Exercise instructions:
(1) In the comment thread about anxiety and orgasm, what did one commenter's therapist recommend?
(2) Resume the comment thread about anxiety and orgasm, picking up after its final sentence.
[Opening Selected extract section]
We all have such varied experiences, within our own lives and in comparison to each other.
I totally agree that anxiety just doesn’t help in any situation.
I meant the cake more broadly than sex, or even relationships, but life in general, which is pretty peachy, although it’s certainly true that my sex life and relationship constitute one hell of a delicious cake.
The female orgasm is such a weird thing, really. Sometimes I feel like it’s playing hide and seek, and I only have to do the right thing for it to happen. But, after nearly 20 years of having sex, I still have no idea what that right thing is. So difficult.
I totally hear you on this one . . I had a stretch of being scared to orgasm, where I’d get close then just stop. My therapist recommended being really silly around my lover so I could get over my fear of being vulnerable in front of him. I think that was pretty sound for me . . . & Even now as a single lady, when I play & have fun but don’t have an orgasm, I can’t help but feel a bit sad even with all the pleasure I’m having. So I get how it would be a nice treat on top of all the other fun you’re having. :) Nice to hear your BF is so reassuring, though! That’s always good.
[Closing Selected extract section]
[Opening Given data section]
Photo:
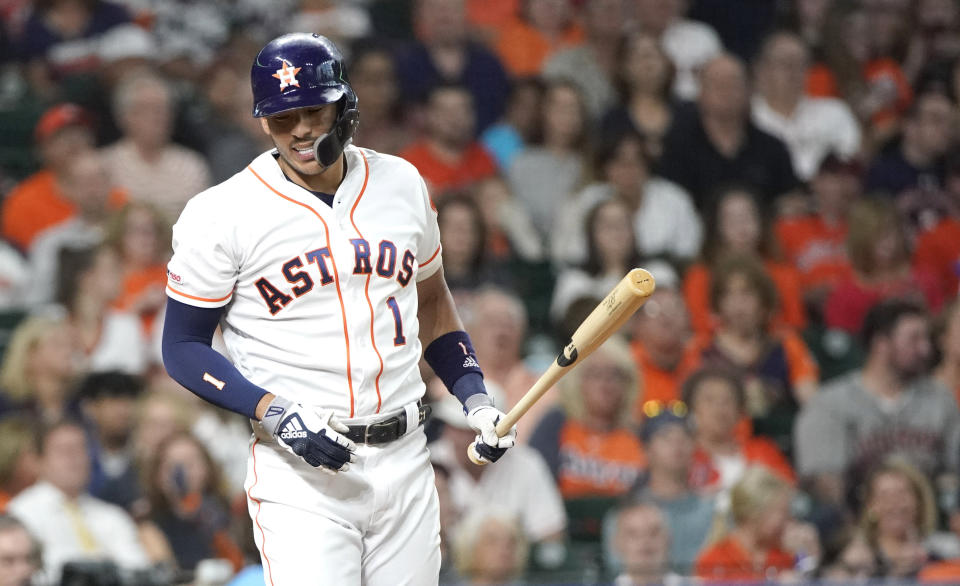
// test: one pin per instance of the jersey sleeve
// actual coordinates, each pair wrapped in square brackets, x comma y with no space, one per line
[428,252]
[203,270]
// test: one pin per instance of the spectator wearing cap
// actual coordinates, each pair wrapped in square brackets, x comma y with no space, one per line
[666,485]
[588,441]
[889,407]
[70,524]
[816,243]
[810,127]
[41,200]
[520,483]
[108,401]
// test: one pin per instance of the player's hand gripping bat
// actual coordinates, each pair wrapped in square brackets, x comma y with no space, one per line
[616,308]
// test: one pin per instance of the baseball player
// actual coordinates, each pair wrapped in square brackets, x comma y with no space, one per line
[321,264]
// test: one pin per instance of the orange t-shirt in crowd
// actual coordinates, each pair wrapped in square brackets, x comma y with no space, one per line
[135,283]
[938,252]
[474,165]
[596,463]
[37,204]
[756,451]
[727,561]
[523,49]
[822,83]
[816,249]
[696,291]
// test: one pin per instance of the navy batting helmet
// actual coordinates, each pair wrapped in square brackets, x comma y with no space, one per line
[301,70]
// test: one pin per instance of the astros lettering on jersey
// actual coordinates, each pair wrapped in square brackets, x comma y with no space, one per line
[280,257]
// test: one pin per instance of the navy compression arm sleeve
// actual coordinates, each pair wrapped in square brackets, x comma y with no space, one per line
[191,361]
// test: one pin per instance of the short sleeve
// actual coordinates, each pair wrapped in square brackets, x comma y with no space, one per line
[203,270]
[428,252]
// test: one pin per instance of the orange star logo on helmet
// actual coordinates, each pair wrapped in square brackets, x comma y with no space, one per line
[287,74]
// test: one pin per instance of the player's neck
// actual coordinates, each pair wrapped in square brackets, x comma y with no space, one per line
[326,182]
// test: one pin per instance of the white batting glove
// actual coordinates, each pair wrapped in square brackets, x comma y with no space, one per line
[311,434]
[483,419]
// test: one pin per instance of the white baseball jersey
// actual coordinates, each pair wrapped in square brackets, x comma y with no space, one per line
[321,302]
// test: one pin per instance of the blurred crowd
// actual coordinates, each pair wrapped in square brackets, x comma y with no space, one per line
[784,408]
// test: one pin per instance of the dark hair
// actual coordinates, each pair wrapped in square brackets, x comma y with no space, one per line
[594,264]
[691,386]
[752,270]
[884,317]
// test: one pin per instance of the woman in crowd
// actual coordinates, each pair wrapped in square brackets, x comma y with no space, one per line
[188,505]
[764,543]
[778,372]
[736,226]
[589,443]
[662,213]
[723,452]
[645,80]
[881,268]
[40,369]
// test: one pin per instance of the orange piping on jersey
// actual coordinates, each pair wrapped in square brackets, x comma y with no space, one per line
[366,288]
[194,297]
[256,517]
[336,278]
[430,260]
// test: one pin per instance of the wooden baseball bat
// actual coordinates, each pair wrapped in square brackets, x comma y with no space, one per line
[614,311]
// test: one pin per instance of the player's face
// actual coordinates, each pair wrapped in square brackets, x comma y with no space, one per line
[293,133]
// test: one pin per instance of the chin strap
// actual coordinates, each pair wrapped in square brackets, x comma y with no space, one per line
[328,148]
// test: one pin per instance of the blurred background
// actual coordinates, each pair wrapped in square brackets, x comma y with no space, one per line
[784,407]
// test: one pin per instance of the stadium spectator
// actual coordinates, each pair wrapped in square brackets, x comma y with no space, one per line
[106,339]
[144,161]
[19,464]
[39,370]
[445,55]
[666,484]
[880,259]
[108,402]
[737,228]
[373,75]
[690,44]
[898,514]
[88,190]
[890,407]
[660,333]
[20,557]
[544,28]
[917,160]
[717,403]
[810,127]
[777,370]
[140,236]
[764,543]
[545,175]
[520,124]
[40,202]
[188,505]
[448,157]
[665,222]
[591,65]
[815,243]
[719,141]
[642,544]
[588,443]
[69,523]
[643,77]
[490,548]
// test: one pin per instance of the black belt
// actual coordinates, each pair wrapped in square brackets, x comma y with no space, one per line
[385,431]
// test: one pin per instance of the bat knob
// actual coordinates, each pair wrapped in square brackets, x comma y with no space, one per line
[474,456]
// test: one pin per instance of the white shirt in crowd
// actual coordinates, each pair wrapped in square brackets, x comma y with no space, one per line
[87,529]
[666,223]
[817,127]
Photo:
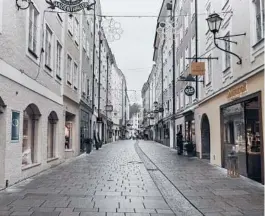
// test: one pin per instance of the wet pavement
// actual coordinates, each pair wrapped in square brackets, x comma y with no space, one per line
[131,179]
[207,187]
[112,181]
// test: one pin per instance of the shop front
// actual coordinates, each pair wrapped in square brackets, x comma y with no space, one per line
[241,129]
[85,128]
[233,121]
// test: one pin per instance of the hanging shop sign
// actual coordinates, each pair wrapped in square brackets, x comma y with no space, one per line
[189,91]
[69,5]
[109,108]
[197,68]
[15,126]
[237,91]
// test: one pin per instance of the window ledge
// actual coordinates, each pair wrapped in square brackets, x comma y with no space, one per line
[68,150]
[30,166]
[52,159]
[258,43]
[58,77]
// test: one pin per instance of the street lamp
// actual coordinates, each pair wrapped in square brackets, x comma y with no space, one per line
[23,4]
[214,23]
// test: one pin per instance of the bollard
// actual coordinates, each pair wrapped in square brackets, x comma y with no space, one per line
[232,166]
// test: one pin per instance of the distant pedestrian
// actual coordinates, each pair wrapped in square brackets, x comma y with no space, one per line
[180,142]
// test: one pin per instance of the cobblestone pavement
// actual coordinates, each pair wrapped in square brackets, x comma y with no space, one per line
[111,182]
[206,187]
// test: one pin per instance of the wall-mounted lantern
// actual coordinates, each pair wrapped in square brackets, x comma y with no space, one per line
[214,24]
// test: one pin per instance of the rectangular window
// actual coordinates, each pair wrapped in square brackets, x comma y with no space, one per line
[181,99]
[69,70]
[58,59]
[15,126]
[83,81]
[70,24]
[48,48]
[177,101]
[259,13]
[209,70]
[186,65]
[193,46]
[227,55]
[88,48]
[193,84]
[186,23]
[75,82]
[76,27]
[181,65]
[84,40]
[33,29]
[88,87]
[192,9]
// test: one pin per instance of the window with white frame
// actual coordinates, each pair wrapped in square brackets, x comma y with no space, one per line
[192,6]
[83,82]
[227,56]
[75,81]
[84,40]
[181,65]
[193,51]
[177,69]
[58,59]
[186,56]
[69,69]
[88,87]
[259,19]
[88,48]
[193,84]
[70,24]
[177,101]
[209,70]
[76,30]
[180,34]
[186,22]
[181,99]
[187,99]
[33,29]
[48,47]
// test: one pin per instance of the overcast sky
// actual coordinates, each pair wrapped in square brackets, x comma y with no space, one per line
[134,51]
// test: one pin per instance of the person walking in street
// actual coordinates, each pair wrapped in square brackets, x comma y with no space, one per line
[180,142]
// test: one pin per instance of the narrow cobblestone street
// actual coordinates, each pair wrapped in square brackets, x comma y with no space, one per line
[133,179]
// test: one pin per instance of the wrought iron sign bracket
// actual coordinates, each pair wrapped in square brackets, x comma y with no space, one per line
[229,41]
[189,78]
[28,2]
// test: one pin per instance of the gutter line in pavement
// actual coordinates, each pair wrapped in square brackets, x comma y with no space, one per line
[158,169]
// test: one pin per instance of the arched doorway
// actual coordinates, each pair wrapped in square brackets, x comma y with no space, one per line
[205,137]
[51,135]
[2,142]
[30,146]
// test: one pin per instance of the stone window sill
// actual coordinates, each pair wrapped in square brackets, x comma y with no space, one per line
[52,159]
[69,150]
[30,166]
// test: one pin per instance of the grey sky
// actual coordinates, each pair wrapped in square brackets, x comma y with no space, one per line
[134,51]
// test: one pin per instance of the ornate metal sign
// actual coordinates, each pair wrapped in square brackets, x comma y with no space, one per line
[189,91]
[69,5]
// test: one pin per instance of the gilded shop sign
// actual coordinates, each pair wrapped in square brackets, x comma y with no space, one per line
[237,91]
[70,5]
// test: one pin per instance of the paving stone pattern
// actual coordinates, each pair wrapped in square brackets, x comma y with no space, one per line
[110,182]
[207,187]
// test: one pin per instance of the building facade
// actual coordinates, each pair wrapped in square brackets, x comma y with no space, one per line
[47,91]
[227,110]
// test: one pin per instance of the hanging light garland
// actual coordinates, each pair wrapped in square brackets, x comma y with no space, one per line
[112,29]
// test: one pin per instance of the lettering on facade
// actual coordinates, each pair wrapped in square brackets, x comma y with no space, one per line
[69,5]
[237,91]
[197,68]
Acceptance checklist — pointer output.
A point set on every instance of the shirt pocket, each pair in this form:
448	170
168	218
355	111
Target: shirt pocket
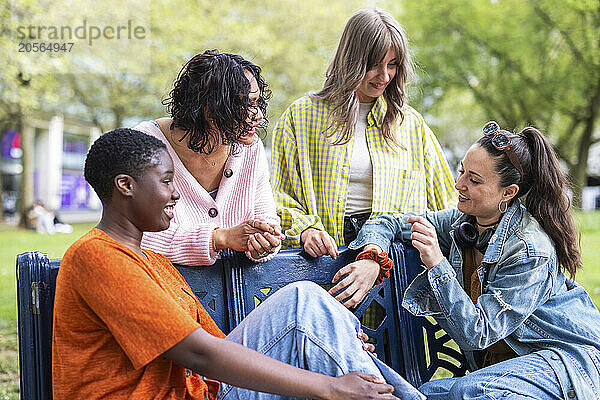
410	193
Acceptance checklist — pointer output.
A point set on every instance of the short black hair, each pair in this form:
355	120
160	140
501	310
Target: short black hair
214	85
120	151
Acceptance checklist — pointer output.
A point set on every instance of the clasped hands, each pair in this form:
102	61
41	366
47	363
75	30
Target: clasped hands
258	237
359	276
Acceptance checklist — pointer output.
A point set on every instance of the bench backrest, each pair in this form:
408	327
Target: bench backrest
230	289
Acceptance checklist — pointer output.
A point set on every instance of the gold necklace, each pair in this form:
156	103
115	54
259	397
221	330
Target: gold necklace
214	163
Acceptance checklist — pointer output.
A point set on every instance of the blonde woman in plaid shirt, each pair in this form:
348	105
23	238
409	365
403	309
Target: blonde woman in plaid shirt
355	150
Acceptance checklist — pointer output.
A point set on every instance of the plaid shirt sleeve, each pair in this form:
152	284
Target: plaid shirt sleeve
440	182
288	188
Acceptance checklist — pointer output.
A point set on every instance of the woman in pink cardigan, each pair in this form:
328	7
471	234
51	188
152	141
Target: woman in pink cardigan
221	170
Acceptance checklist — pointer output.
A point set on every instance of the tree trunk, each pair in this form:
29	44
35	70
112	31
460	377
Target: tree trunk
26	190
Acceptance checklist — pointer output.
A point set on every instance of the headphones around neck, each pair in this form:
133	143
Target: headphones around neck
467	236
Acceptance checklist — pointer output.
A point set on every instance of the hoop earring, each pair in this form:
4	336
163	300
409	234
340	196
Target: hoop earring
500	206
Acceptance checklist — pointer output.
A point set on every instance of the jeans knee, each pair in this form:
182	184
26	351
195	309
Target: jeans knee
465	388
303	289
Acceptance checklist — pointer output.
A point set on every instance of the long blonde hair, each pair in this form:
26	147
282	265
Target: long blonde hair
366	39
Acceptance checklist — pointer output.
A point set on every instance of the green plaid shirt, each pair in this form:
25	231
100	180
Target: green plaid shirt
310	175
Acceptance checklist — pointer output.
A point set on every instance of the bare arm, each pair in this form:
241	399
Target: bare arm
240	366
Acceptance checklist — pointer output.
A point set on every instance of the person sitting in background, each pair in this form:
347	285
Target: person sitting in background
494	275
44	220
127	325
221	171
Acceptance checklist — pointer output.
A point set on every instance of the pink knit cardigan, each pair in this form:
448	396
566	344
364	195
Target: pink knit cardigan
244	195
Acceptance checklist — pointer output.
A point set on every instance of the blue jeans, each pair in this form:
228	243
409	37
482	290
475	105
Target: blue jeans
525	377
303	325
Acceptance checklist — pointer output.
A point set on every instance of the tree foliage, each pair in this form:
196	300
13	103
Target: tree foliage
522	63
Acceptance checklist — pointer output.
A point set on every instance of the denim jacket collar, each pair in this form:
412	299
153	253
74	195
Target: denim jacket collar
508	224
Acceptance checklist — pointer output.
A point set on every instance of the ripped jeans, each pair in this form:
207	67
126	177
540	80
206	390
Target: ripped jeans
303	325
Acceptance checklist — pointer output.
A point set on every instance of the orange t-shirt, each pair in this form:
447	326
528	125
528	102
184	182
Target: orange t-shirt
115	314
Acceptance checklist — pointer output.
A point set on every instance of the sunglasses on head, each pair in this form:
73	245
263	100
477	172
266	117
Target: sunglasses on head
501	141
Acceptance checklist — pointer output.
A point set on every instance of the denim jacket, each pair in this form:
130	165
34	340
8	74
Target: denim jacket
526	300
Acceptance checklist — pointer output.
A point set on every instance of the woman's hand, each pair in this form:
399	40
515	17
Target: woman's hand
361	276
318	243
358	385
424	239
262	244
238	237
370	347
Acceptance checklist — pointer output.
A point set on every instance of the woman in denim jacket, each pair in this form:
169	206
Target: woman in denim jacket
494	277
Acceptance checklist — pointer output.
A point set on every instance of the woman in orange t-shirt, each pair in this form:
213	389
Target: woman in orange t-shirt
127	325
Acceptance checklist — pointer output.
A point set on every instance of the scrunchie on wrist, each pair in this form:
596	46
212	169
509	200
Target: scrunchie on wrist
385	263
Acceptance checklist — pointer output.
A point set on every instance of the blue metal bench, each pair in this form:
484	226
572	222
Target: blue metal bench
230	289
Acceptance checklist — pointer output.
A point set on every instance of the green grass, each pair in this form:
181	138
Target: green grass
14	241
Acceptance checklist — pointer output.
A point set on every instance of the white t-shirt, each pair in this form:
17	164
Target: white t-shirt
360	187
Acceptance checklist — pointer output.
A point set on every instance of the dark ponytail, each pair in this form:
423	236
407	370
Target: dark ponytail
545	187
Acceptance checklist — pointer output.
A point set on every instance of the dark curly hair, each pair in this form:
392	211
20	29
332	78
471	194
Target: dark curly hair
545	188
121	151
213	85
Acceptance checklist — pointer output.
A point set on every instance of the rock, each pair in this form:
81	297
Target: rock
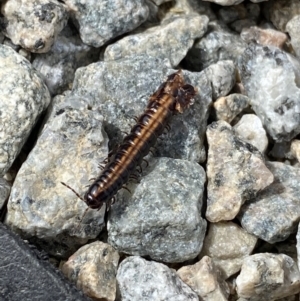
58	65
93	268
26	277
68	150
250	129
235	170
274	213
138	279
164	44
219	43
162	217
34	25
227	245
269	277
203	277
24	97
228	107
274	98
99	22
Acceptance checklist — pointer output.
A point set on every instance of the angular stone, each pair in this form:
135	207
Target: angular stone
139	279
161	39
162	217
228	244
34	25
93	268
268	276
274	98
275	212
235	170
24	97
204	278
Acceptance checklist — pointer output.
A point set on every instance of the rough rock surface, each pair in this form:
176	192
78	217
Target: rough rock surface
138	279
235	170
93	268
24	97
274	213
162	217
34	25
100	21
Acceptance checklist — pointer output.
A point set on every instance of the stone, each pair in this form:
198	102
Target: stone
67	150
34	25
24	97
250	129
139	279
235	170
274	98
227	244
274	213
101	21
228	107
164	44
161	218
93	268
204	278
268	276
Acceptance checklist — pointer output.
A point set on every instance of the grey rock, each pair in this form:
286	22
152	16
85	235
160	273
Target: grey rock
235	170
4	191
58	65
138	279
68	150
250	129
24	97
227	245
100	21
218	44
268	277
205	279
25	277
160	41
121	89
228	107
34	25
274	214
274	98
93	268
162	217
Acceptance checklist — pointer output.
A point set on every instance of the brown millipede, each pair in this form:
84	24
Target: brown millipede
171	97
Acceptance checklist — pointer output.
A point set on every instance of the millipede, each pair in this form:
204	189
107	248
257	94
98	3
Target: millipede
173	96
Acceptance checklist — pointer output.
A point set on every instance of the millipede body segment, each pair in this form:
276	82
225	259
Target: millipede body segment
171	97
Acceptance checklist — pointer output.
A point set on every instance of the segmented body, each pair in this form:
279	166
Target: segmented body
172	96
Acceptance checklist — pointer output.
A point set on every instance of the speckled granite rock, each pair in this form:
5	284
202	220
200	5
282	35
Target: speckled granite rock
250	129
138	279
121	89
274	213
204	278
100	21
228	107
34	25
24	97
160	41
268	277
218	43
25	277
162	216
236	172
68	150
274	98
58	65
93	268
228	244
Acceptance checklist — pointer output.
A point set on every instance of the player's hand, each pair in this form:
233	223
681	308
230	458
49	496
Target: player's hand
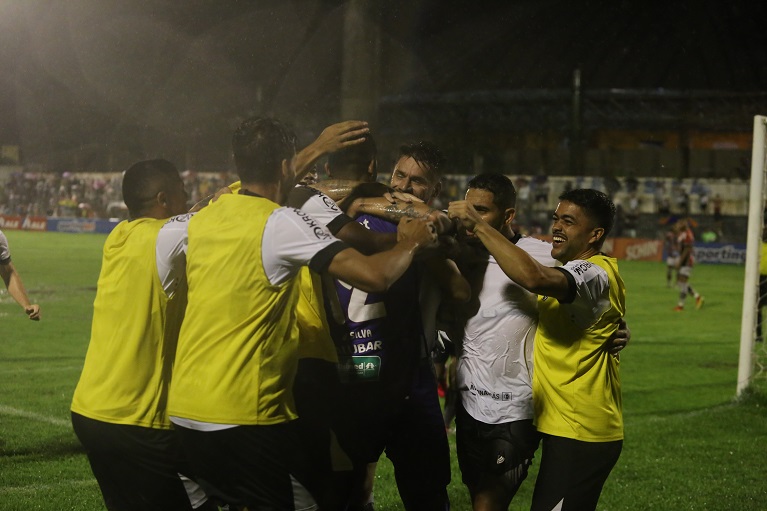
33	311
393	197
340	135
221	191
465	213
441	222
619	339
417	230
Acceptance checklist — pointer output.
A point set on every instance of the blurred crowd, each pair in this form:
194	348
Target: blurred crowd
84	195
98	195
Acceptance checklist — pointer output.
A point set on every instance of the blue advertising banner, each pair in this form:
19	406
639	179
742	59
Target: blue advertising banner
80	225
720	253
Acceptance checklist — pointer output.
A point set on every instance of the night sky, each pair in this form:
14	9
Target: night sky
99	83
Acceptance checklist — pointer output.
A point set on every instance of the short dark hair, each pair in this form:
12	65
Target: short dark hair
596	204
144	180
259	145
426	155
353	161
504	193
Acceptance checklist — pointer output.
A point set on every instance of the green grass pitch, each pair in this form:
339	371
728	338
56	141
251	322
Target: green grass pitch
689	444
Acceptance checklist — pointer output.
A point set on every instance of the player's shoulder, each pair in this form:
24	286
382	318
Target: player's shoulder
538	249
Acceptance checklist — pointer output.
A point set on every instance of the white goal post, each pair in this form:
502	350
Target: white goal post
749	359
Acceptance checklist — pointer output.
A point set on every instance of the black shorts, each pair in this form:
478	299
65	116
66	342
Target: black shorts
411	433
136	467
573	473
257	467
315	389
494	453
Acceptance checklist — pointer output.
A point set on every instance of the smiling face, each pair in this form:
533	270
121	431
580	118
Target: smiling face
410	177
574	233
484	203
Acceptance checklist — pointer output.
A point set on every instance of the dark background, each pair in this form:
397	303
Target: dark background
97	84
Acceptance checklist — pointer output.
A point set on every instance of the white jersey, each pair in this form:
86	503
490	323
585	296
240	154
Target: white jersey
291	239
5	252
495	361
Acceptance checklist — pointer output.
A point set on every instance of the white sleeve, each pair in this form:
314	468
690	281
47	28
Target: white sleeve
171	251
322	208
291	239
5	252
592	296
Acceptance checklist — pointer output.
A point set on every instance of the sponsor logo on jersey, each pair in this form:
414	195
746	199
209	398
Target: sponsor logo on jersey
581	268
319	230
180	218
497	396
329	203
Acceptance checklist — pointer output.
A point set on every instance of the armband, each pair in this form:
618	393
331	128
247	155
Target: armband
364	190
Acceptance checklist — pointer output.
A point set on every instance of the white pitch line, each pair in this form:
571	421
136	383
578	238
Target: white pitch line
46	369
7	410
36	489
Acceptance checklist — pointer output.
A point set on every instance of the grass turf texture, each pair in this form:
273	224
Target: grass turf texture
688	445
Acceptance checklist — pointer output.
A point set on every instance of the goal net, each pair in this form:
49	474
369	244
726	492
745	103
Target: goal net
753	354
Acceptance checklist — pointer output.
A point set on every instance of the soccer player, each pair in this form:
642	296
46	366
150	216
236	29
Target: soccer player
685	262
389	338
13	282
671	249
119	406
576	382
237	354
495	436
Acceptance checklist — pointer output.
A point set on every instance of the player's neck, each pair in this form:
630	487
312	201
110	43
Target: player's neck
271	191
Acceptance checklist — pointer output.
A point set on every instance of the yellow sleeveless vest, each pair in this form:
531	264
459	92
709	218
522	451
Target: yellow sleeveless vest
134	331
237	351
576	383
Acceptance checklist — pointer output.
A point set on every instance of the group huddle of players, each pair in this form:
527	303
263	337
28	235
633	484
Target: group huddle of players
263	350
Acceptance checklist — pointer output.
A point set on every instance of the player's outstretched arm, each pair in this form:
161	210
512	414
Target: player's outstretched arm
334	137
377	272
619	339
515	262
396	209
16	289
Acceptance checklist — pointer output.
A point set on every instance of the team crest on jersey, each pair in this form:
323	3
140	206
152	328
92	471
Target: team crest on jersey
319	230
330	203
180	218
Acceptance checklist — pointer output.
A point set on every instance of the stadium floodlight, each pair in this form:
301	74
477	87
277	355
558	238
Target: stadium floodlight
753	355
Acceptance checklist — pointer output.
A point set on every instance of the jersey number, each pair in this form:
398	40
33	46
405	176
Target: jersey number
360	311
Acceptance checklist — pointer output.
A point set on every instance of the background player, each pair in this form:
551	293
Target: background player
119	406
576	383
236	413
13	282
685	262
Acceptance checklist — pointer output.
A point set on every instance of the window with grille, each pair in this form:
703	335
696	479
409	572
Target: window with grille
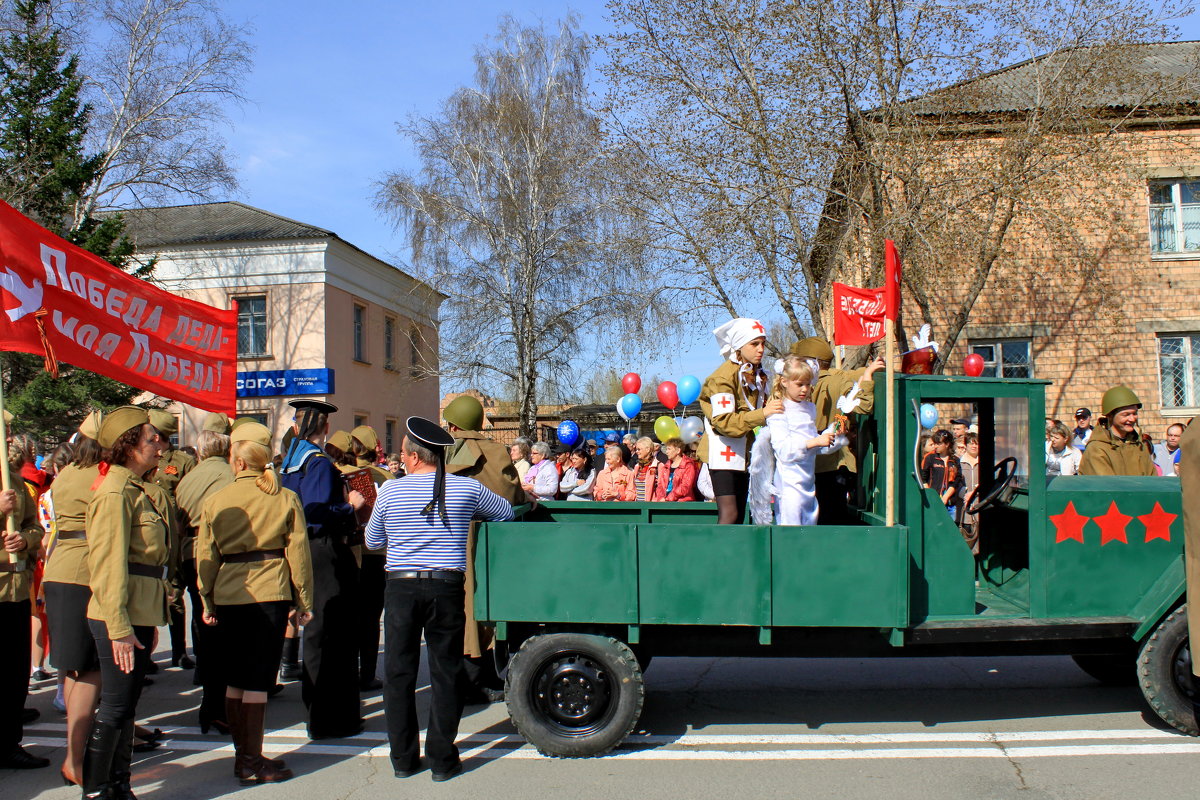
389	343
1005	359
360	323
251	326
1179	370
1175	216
[Closing Given data section]
Answers by item:
(1) Being really silly around her lover to get over her fear of being vulnerable in front of him.

(2)
Also, I just read a similar story to this one by Rachel Kramer Bussel, who edits tons of erotica anthologies, so we’re clearly not alone.
Quite funny story about the Drop the rules, Just Follow Ours experience.
Oh wow, thank you so much for that link. It’s great to hear other (female) sex writers who are open about orgasm problems.
It took me a while to notice the contradiction in the rules issue, especially because I don’t notice any rules in my sex life except communicate with and respect each other (and they shouldn’t count as rules), but when I did it was like a slap in the face.
In case anyone’s interested in an update, I’ve now had an appointment with an NHS psychosexual therapist – we’ll be working on Cognitive Behavioural Therapy to help me become orgasmic again! Who knows how long it will take, but I’m feeling really positive about it.